Assignment:
For each line in the data that includes "instance", make a copy.

Collection entries:
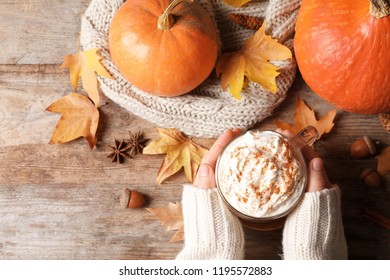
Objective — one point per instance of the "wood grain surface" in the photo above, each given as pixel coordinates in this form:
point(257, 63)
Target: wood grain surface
point(61, 201)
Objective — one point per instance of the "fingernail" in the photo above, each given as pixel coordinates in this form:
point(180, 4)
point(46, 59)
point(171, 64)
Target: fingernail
point(317, 164)
point(203, 170)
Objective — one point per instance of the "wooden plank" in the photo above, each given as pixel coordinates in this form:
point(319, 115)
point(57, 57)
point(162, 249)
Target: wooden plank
point(39, 31)
point(60, 201)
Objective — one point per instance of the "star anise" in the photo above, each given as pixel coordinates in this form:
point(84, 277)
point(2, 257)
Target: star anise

Problem solution:
Objective — one point per instance of the "wood grain surface" in the photo above, each given as pixel coordinates in this form:
Objective — one point per instance of the "fingernail" in the photo above, each given as pixel coordinates in this form:
Objective — one point per instance of the "wooden plank" in the photo above, each given as pixel coordinates in this form:
Objective — one point per instance of the "star anise" in the photo above, each given as pixel coordinates in this form:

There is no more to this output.